§ EXERCISE DESCRIPTION
Exactly and only the lines from the one containing "471L619 474L589 539L621" through the close of the entries below are to be set down.

*** Opening of RECORDS SUPPLIED ***

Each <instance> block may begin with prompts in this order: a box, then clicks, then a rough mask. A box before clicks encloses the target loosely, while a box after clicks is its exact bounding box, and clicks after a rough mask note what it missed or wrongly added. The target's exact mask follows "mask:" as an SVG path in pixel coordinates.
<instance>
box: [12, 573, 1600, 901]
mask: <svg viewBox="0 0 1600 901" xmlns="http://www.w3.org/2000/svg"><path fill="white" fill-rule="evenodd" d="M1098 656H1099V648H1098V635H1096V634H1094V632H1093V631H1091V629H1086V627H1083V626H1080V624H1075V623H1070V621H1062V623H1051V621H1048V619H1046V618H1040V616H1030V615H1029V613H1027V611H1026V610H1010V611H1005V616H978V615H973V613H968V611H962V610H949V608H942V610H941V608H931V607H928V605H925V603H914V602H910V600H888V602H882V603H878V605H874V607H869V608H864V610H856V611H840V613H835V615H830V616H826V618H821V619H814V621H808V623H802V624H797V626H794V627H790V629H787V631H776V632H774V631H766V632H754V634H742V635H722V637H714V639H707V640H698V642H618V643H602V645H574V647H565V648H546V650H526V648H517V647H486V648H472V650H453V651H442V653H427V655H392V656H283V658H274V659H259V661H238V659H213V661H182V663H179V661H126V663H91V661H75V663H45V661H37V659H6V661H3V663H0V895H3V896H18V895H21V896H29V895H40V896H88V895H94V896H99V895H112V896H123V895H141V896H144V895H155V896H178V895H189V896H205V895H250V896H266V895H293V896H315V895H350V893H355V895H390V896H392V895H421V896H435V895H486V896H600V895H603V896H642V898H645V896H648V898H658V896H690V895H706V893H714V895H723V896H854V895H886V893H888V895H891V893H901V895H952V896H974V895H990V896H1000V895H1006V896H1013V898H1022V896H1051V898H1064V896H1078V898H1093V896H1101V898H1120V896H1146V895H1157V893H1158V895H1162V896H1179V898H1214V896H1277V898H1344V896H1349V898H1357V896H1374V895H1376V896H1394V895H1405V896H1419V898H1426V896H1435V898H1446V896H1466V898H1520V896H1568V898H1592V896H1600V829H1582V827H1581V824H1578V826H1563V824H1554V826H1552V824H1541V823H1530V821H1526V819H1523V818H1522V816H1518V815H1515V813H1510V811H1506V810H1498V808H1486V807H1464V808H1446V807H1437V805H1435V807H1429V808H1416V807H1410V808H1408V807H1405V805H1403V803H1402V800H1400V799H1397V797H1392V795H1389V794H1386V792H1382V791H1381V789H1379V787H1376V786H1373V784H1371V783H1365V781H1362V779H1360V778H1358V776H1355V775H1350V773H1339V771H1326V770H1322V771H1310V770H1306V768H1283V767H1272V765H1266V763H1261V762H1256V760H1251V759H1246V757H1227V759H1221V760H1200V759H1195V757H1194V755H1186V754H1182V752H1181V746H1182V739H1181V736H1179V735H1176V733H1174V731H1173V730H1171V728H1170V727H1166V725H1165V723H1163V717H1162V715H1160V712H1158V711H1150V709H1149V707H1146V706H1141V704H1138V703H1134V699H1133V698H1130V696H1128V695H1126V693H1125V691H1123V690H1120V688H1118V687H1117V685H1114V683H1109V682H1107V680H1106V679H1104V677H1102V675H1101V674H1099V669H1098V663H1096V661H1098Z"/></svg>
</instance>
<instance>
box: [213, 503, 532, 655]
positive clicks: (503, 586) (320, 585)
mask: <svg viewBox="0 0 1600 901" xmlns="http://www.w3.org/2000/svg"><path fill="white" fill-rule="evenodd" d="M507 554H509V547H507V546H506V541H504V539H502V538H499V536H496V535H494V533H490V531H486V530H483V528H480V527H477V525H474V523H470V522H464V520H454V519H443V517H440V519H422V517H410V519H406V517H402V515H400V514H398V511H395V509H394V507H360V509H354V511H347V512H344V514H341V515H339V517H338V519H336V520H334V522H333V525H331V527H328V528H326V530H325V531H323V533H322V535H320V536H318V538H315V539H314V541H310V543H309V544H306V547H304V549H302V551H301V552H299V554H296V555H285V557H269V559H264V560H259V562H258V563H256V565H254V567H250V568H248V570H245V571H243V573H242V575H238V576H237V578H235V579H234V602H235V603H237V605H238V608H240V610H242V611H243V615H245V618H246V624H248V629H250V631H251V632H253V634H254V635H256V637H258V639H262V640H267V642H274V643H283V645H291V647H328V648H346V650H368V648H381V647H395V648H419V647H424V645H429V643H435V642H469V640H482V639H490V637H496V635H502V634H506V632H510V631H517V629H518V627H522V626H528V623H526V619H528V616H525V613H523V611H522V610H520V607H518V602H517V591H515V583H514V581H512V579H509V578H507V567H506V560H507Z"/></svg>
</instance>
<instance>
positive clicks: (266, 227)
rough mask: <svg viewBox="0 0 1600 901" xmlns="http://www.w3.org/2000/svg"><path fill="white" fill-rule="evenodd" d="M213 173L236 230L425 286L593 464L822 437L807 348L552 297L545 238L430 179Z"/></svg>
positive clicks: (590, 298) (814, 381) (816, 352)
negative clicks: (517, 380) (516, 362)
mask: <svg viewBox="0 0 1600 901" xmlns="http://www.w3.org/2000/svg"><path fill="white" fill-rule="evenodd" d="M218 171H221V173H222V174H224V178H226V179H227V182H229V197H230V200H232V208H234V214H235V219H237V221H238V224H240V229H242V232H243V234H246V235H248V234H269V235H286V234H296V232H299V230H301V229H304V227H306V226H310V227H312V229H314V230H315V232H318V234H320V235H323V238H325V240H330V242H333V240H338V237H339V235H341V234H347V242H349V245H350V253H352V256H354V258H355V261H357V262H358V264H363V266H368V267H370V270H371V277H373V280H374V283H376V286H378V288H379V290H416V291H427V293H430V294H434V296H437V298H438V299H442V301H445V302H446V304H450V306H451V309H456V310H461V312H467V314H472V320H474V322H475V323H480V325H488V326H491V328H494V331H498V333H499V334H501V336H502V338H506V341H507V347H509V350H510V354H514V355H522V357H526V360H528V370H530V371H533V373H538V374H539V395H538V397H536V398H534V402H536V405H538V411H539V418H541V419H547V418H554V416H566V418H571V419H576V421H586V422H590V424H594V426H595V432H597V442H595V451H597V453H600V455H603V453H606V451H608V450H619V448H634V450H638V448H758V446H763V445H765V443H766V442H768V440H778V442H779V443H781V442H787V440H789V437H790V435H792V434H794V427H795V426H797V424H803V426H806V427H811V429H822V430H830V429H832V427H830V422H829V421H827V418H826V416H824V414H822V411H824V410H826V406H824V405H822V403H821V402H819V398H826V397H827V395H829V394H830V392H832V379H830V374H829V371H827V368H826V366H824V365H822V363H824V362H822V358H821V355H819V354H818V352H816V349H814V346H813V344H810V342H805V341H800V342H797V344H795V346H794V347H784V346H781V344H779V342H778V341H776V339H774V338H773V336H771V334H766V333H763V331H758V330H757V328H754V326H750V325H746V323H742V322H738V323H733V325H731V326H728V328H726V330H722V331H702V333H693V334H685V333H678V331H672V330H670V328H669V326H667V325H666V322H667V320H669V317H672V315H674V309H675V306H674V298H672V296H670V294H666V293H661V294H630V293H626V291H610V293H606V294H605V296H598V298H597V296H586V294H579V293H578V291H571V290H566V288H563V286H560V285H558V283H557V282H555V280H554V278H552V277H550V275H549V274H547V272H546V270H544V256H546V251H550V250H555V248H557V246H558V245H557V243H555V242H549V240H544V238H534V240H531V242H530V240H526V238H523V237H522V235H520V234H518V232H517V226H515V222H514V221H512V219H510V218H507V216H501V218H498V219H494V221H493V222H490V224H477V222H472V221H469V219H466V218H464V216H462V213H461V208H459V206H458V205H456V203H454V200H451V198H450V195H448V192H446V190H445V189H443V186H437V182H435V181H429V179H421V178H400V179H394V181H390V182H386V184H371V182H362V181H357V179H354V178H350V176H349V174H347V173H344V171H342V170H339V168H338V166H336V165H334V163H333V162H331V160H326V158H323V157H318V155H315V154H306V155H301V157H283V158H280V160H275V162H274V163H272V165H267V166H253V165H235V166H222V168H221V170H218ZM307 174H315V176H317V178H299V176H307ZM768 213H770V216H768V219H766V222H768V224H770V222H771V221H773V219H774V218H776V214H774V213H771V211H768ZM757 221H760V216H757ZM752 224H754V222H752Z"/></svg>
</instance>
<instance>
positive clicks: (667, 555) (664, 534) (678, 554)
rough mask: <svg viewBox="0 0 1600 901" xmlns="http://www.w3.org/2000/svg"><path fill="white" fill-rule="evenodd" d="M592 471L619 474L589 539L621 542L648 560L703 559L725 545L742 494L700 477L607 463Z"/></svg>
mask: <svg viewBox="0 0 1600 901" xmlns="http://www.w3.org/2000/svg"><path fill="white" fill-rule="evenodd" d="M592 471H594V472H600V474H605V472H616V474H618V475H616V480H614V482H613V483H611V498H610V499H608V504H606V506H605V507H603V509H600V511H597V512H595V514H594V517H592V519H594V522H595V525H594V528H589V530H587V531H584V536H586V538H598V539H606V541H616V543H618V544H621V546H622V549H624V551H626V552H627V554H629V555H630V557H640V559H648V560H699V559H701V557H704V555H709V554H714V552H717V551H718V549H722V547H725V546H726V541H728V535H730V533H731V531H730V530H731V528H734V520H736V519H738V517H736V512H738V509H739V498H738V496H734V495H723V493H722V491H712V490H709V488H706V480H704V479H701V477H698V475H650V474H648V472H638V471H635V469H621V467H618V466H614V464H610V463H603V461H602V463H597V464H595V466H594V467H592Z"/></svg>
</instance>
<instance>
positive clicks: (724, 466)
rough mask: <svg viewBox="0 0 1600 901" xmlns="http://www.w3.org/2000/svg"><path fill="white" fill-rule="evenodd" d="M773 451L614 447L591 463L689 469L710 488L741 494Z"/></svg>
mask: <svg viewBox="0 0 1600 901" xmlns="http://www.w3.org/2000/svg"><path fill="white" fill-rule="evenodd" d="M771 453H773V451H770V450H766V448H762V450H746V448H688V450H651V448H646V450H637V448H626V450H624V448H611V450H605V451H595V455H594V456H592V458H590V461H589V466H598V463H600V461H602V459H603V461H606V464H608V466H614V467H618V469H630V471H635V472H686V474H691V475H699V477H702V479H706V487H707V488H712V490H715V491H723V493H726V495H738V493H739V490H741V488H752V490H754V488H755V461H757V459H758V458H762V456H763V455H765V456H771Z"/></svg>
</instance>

*** Close of RECORDS SUPPLIED ***

§ ANSWER SPACE
rough mask: <svg viewBox="0 0 1600 901" xmlns="http://www.w3.org/2000/svg"><path fill="white" fill-rule="evenodd" d="M592 471L619 474L589 539L621 542L648 560L703 559L725 545L742 494L700 477L607 463Z"/></svg>
mask: <svg viewBox="0 0 1600 901" xmlns="http://www.w3.org/2000/svg"><path fill="white" fill-rule="evenodd" d="M592 471H594V472H600V474H605V472H616V474H618V475H616V480H614V482H613V483H611V498H610V499H608V504H606V506H605V507H603V509H600V511H597V512H595V514H594V517H592V519H594V522H595V525H594V528H589V530H587V531H584V536H586V538H598V539H606V541H616V543H618V544H621V546H622V549H624V551H626V552H627V554H629V555H630V557H640V559H648V560H699V559H701V557H704V555H709V554H714V552H717V551H718V549H722V547H725V546H726V541H728V535H730V533H731V531H730V530H731V528H734V520H736V519H738V517H736V512H738V509H739V498H738V496H734V495H723V493H722V491H712V490H709V488H706V480H704V479H701V477H698V475H650V474H648V472H638V471H635V469H621V467H618V466H614V464H610V463H603V461H602V463H597V464H595V466H594V467H592Z"/></svg>
</instance>
<instance>
positive clicks: (724, 466)
rough mask: <svg viewBox="0 0 1600 901" xmlns="http://www.w3.org/2000/svg"><path fill="white" fill-rule="evenodd" d="M773 451L614 447L591 463L689 469L710 488L741 494Z"/></svg>
mask: <svg viewBox="0 0 1600 901" xmlns="http://www.w3.org/2000/svg"><path fill="white" fill-rule="evenodd" d="M771 453H773V451H770V450H766V448H762V450H746V448H688V450H651V448H646V450H637V448H626V450H624V448H611V450H605V451H595V455H594V456H592V458H590V461H589V466H598V463H600V461H602V459H603V461H606V464H608V466H614V467H618V469H630V471H635V472H686V474H691V475H699V477H702V479H706V487H707V488H712V490H715V491H723V493H726V495H738V493H739V490H741V488H752V490H754V488H755V461H757V459H758V458H762V456H763V455H765V456H771Z"/></svg>
</instance>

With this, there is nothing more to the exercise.